__THE DATA__.

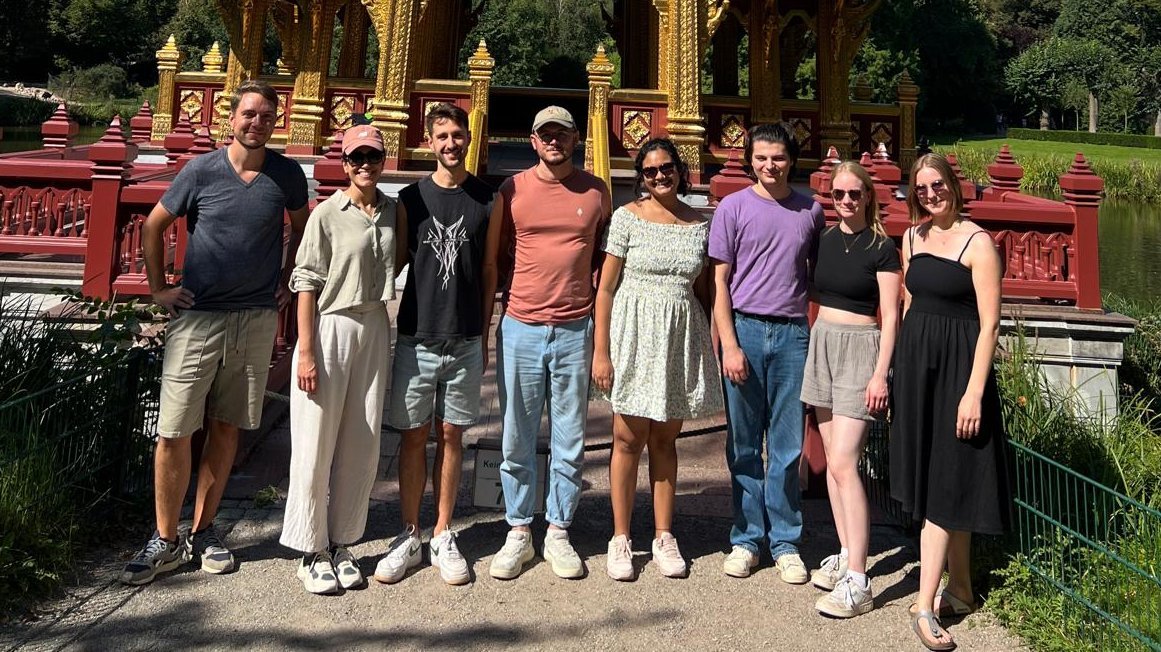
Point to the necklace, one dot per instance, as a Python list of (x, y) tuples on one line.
[(848, 244)]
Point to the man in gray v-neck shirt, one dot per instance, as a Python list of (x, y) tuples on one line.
[(224, 310)]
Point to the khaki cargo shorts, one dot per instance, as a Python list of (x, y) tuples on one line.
[(215, 364), (838, 366)]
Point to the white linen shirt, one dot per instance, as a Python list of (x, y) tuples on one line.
[(346, 256)]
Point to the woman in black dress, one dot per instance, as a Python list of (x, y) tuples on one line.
[(947, 446)]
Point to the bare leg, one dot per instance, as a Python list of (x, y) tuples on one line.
[(631, 434), (214, 471), (843, 451), (663, 472), (826, 427), (171, 479), (959, 565), (412, 472), (446, 473)]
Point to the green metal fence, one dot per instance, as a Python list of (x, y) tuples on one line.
[(81, 443), (1096, 548)]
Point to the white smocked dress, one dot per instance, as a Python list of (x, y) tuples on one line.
[(663, 361)]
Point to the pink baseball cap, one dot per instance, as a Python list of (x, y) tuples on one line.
[(362, 136)]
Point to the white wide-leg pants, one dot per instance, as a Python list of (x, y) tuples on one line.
[(334, 433)]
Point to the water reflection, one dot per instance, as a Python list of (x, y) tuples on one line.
[(1131, 248)]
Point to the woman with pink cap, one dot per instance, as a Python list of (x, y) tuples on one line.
[(344, 276)]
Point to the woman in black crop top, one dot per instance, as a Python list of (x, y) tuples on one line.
[(845, 376), (947, 465)]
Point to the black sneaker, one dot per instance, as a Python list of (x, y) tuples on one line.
[(216, 557), (158, 556)]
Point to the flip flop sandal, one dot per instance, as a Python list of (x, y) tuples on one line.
[(934, 628), (952, 606)]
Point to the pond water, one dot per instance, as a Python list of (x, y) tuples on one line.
[(21, 138), (1131, 250)]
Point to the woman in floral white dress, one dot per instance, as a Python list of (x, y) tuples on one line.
[(653, 355)]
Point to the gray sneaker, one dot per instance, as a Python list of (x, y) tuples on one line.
[(829, 572), (158, 556), (517, 551), (561, 556), (216, 557)]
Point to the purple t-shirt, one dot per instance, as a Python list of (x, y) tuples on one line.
[(771, 245)]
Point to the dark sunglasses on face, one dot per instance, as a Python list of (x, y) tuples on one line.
[(664, 169), (837, 194), (935, 188), (360, 158)]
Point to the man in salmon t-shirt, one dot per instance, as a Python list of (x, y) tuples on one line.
[(555, 215)]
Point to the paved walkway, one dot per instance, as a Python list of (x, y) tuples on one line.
[(264, 607)]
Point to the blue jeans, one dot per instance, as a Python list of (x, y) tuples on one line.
[(539, 364), (766, 404)]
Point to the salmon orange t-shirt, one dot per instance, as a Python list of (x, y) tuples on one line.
[(555, 227)]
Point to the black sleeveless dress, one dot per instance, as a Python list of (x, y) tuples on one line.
[(956, 484)]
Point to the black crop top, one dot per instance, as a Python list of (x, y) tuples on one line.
[(848, 263)]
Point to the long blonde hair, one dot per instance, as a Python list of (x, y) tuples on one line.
[(871, 214), (938, 163)]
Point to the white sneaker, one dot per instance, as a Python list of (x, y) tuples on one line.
[(446, 556), (829, 572), (346, 567), (559, 553), (846, 600), (740, 563), (792, 569), (619, 564), (668, 556), (404, 552), (517, 551), (317, 573)]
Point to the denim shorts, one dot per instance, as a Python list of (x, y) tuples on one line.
[(434, 376)]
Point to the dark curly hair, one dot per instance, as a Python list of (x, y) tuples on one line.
[(665, 145)]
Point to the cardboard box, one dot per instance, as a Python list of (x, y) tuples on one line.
[(487, 491)]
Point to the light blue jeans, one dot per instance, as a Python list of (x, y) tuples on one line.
[(766, 501), (539, 364)]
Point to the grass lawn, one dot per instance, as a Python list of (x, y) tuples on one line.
[(1019, 147)]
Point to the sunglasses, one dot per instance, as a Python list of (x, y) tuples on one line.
[(664, 169), (837, 194), (935, 188), (360, 158)]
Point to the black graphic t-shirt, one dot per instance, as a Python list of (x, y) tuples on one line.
[(446, 233)]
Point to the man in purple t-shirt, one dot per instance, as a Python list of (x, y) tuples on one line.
[(763, 241)]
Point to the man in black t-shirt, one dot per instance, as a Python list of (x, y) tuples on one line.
[(448, 230)]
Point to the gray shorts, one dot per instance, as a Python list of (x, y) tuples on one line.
[(435, 376), (216, 364), (838, 366)]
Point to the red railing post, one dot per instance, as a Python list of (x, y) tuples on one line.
[(1082, 192), (112, 157)]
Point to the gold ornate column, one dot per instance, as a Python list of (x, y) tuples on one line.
[(765, 67), (308, 110), (245, 21), (353, 55), (168, 63), (841, 30), (480, 72), (596, 151), (395, 21), (908, 94), (690, 26)]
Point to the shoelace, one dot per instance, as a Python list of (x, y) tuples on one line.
[(831, 563), (668, 549), (154, 547)]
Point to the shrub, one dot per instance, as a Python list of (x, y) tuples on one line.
[(1100, 138)]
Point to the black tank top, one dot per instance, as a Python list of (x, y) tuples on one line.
[(446, 233)]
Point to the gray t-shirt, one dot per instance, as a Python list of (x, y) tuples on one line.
[(235, 250)]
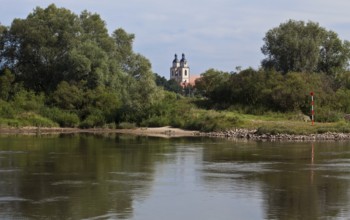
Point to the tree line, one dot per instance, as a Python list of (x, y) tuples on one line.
[(300, 58), (66, 67), (58, 68)]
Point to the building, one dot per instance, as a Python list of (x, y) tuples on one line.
[(180, 71)]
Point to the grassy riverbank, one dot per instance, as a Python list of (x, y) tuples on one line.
[(195, 120)]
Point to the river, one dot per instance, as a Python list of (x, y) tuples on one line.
[(148, 178)]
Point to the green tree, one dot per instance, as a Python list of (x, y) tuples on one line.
[(296, 46), (211, 81), (6, 83), (41, 45)]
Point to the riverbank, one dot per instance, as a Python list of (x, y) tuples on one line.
[(167, 132), (253, 134), (157, 132)]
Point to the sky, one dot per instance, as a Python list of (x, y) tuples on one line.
[(219, 34)]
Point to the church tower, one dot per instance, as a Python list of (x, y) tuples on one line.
[(180, 71)]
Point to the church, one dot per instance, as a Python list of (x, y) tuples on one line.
[(180, 71)]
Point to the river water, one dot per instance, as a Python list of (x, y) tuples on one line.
[(148, 178)]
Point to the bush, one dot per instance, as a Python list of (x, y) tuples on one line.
[(210, 121), (156, 121), (6, 110), (126, 125), (324, 114), (33, 119), (93, 120), (63, 118)]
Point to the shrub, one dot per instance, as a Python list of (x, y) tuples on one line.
[(33, 119), (324, 114), (6, 110), (63, 118), (93, 120), (126, 125)]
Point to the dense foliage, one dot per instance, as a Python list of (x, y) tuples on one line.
[(298, 47), (62, 69), (83, 76)]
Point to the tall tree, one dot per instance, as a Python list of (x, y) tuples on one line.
[(304, 47)]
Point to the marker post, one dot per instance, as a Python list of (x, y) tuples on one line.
[(312, 108)]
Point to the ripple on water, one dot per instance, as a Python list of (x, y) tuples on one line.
[(9, 170), (238, 167), (68, 182), (11, 199), (53, 199), (12, 152)]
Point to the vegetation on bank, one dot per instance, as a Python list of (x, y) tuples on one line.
[(62, 69)]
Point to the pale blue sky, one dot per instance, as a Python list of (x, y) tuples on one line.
[(220, 34)]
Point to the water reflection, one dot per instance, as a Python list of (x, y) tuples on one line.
[(75, 177), (130, 177), (296, 181)]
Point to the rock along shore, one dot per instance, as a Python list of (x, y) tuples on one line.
[(253, 135), (238, 133)]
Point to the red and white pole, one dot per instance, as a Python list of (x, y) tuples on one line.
[(312, 108)]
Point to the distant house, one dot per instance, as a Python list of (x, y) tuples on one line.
[(180, 72)]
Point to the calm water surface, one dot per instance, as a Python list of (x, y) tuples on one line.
[(129, 177)]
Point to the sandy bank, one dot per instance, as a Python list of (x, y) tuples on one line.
[(159, 132)]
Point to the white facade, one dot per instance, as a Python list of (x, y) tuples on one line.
[(180, 71)]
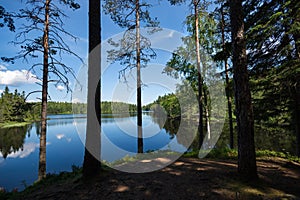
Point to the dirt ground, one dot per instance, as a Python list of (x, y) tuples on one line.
[(187, 178)]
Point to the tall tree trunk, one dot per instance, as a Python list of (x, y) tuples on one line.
[(200, 87), (91, 163), (205, 94), (229, 102), (296, 37), (297, 117), (42, 153), (245, 122), (138, 80)]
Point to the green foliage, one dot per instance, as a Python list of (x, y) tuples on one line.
[(168, 102), (12, 139), (13, 106), (108, 107), (6, 19)]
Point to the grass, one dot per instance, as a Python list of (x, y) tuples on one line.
[(227, 153)]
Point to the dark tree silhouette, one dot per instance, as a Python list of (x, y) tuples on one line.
[(45, 18), (245, 122), (91, 163)]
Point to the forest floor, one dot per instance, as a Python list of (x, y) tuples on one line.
[(187, 178)]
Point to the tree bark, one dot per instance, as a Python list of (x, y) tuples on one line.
[(42, 152), (229, 101), (200, 86), (245, 122), (138, 75), (91, 163)]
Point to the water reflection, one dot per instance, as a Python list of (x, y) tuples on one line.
[(12, 140)]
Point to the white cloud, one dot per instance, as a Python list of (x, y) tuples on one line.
[(60, 87), (17, 77), (60, 136), (2, 68)]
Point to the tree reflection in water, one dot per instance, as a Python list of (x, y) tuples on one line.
[(12, 139)]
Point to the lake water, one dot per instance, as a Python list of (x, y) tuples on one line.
[(19, 147)]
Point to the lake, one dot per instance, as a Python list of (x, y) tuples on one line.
[(19, 146)]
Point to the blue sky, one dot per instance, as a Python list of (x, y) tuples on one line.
[(16, 75)]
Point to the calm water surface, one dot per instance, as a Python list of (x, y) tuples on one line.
[(19, 147)]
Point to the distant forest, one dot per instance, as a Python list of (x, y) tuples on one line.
[(14, 108)]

__TASK INSTRUCTIONS__.
From the line with "Point to the distant forest, one" to the final line of the data above, please reproduce every line exactly and add nothing.

__EXERCISE SOLUTION__.
Point to the distant forest, one dot per instance, as a Python list of (x, y) tuples on one line.
[(14, 108)]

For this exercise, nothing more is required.